EXERCISE INSTRUCTIONS:
1. In the Frank Deford article, what publication did he serve as editor-in-chief of in 1990 and ’91?
2. Rewrite the Frank Deford article from "But while he" up to and including "as an executive.", and switch "radio" to "public radio".

SOURCE PASSAGE:
Frank Deford, shown in 1984, wrote for Sports Illustrated for...

Frank Deford, shown in 1984, wrote for Sports Illustrated for 50 years, reported for HBO's "Real Sports with Bryant Gumbel" and was a radio commentator, primarily on NPR. Credit: AP / Bob Child

Frank Deford, among the most venerable and versatile voices in sports journalism for the past half-century, died Sunday at age 78.

Sports Illustrated reported that his wife, Carol Deford, told the magazine he was recently treated for pneumonia.

The news left a nation of sportswriters an unenviable task: Writing about a writer better at writing than the rest of us.

Many tributes seemed to accept that reality and honored Deford simply by linking to some of the many memorable stories he wrote over the decades.

But while he was best known for writing and reporting, he also made a mark on television, primarily with HBO’s “Real Sports with Bryant Gumbel,” on radio, primarily in 37 years on NPR, and even as an executive.

In 1990 and ’91 he was editor-in-chief of The National, an ambitious attempt at a national sports daily.

Deford also was national chairman in the 1980s of the Cystic Fibrosis Foundation, a disease that killed his daughter, Alexandra, at age 8 in 1980, and inspired him to write a book about her that became a television movie.

Boomer Esiason, the former NFL quarterback and current WFAN host, became involved in the cause through Deford even before his own son, Gunnar, was born with the disease in 1991.

“We lost a CF pioneer as well as a great writer,” Esiason posted on Twitter on Monday. “I’m eternally grateful for his influence on my life and dedication to the CF family.”

Deford wrote books, both fiction and nonfiction, but most sports fans will remember him best for his 50 years at Sports Illustrated, where, as his SI colleague Tim Layden put it on Twitter: “Frank Deford was longform before #Longform. In many ways, he invented the genre and let future generations play with it.”

INFORMATION SUPPLIED:
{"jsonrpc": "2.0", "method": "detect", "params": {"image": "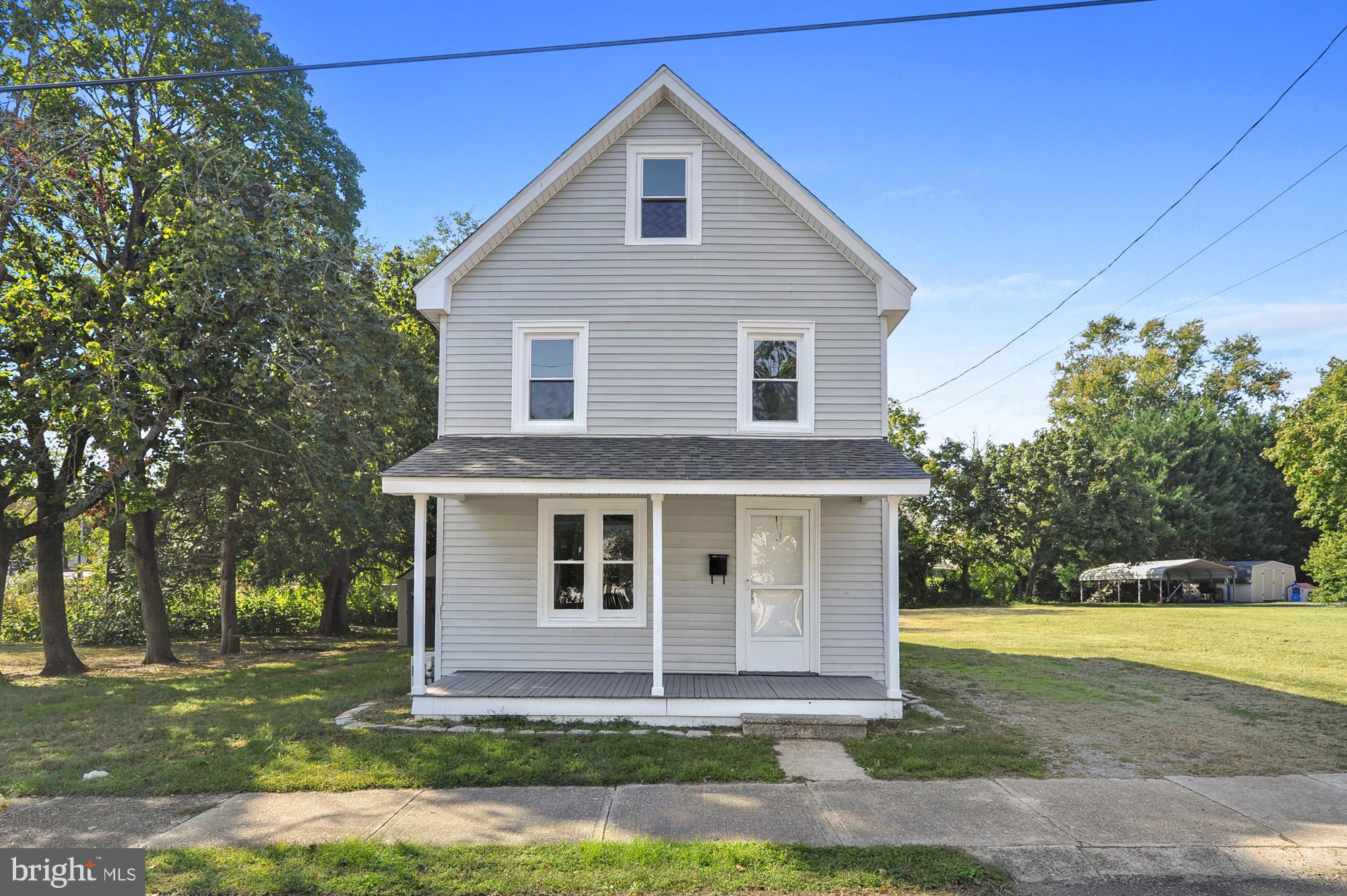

RESULTS IN ORDER:
1. The National

2.
But while he was best known for writing and reporting, he also made a mark on television, primarily with HBO’s “Real Sports with Bryant Gumbel,” on public radio, primarily in 37 years on NPR, and even as an executive.